* _Problem 1_: In the COG coverage tutorial, rewrite the paragraph beginning "Since the coverages will differ" more briefly, keeping its main facts.
* _Problem 2_: Carry the COG coverage tutorial forward with the next part, starting after its final line.

* _Selected passage_:
***

And why not put sample names into a vector as well:

sample <- colnames(cogf_cov)
sample

Let’s clean the sample names a bit:

for (i in 1:length(sample)) {
    sample[i] <- matrix(unlist(strsplit(sample[i],"_")), 1)[1,4]
}

Since the coverages will differ depending on how many reads per sample we have we can normalise by dividing the coverages by the total coverage for the sample (only considering cog-annotated genes though):

for (i in 1:ncol(cogf_cov)) {
    cogf_cov[,i] <- cogf_cov[,i]/sum(cogf_cov[,i])
}

The cogf_cov gives coverage per cog family. Let’s summarise within cog classes and make a separate matrix for that:

unique_cogc <- levels(cogc)
cogc_cov <- matrix(ncol = length(sample), nrow = length(unique_cogc))
colnames(cogc_cov) <- sample
rownames(cogc_cov) <- unique_cogc
for (i in 1:length(unique_cogc)) {
    these <- grep(paste("^", unique_cogc[i],"$", sep = ""), cogc)
    for (j in 1:ncol(cogf_cov)) {
        cogc_cov[i,j] <- sum(cogf_cov[these,j])
    }
}

OK, now let’s start playing with the data. We can for example do a pairwise plot of coverage of cog classes in sample1 vs. sample2:

plot(cogc_cov[,1], cogc_cov[,2])

or make a stacked barplot showing the different classes in the different samples:

barplot(cogf_cov, col = rainbow(100), border=NA)

***

* _Entries shown_:
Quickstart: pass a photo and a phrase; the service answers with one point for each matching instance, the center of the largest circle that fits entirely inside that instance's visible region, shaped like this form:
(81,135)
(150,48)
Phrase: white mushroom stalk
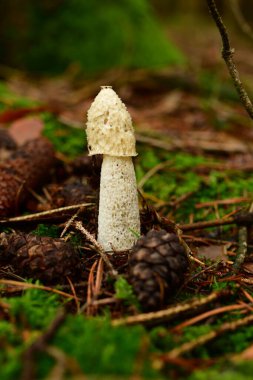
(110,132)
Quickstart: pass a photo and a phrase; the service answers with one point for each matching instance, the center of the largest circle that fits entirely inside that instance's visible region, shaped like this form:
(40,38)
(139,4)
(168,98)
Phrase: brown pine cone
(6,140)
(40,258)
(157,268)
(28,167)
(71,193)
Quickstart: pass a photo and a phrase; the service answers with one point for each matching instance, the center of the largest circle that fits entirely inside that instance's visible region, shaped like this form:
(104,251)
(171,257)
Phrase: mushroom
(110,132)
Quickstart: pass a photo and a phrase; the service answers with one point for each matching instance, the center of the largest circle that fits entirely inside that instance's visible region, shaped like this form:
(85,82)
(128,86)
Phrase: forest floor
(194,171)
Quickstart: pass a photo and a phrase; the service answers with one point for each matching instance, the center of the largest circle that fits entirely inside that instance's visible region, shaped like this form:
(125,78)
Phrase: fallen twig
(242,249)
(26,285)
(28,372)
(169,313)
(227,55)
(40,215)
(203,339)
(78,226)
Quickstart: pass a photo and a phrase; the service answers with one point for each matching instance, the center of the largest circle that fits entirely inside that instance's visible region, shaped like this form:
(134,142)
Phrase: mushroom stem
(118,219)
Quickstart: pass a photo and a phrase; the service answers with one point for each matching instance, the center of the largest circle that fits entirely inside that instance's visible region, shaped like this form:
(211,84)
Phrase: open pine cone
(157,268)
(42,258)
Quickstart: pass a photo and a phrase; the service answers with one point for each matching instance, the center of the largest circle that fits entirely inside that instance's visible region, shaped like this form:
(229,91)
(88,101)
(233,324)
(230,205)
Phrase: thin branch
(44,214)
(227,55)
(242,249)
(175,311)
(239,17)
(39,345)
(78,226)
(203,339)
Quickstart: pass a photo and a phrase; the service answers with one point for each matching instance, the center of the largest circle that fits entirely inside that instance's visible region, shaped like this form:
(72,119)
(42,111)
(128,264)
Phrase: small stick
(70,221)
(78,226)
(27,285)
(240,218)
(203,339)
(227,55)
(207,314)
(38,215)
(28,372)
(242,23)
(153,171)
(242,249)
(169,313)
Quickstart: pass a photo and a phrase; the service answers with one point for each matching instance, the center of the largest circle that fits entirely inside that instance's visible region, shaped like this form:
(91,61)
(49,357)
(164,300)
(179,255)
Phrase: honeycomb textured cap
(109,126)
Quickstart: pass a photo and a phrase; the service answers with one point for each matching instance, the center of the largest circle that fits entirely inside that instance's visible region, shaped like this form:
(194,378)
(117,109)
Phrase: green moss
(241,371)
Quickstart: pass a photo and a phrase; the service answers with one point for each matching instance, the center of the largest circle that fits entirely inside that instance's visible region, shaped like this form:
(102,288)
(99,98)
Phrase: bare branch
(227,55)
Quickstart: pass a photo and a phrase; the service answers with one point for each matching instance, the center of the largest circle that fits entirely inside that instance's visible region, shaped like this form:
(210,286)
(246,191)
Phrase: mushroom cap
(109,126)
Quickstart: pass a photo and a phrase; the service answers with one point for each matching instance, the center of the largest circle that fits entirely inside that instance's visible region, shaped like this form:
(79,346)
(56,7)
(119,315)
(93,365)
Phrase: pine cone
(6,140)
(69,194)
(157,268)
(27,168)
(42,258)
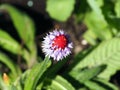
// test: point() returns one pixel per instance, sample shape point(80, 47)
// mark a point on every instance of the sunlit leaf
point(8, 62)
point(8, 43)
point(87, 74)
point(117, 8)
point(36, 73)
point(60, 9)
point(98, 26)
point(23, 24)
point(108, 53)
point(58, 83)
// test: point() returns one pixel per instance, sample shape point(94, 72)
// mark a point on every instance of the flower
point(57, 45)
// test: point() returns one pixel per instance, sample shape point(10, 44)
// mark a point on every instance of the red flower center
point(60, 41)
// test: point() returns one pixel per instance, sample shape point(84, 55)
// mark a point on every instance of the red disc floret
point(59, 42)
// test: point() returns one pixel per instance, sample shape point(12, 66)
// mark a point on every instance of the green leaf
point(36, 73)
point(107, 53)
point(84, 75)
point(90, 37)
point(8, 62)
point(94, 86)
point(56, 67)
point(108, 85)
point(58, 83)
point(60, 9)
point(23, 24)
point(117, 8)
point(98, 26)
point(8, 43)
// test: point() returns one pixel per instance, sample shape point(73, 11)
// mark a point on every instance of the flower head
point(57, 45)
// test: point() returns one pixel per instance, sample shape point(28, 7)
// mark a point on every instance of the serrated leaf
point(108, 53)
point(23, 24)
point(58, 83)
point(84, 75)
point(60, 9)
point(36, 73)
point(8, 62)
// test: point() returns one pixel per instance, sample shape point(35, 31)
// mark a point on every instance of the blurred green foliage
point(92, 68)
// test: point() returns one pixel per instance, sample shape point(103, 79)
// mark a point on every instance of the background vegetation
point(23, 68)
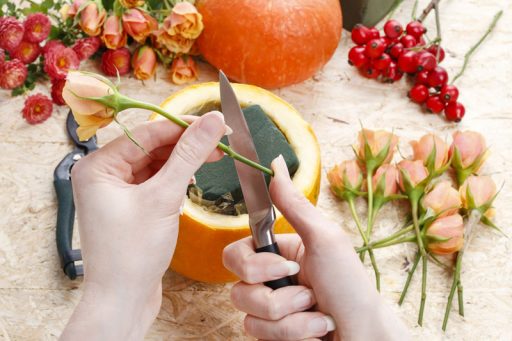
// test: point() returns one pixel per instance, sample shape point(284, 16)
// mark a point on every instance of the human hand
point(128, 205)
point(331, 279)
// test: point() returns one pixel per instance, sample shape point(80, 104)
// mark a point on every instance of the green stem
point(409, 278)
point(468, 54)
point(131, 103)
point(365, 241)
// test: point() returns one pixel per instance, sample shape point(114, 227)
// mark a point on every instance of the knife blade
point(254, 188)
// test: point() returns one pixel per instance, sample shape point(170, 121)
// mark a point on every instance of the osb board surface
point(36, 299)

***

* _Response 1_: Coverage depends on how many reads each sample has, so normalize it by dividing each sample's coverages by that sample's total coverage, counting only COG-annotated genes.

* _Response 2_:
barplot(cogc_cov, col = rainbow(10), border=NA)

The vegan package contains many nice functions for doing (microbial) ecology analysis. Load vegan:

install.packages("vegan") # not necessary if already installed
library(vegan)

If installing doesn’t work for you have a look here http://www.stat.osu.edu/computer-support/mathstatistics-packages/installing-r-libraries-locally-your-home-directory

We can calculate pairwise distances between the samples based on their functional composition. In ecology pairwise distance between samples is referred to as beta-diversity, although typically based on taxonomic composition rather than functional:

cogf_dist <- as.matrix(vegdist(t(cogf_cov), method="bray", binary=FALSE, diag=TRUE, upper=TRUE, na.rm = FALSE))
cogc_dist <- as.matrix(vegdist(t(cogc_cov), method="bray", binary=FALSE, diag=TRUE, upper=TRUE, na.rm = FALSE))

You can visualise the distance matrices as a heatmaps:

image(cogf_dist)
image(cogc_dist)

Are the distances calculated on the different functional levels correlated?:

plot(cogc_dist, cogf_dist)

Now let’s cluster the samples based on the distances with hierarchical clustering. We use the function “agnes” in the “cluster” library and apply average linkage clustering:

install.packages("cluster") # not necessary if already installed
library(cluster)

cluster <- agnes(cogf_dist, diss = TRUE, method = "average")
plot(cluster, which.plots = 2, hang = -1, label = sample, main = "", axes = FALSE, xlab = "", ylab = "", sub = "")

Alternatively you can use the function heatmap, that calculates distances both between samples and between features and clusters in two dimensions:

heatmap(cogf_dist, scale = "none")
heatmap(cogc_dist, scale = "none")

And let’s ordinate the data in two dimensions. This can be done e.g. by PCA based on the actual coverage values or by e.g. PcOA or NMDS (non-metrical dimensional scaling). Let’s do NMDS:

mds <- metaMDS(cogf_dist)
plot(mds$points[,1], mds$points[,2], pch = 20, xlab = "NMDS1", ylab = "NMDS2", cex = 2)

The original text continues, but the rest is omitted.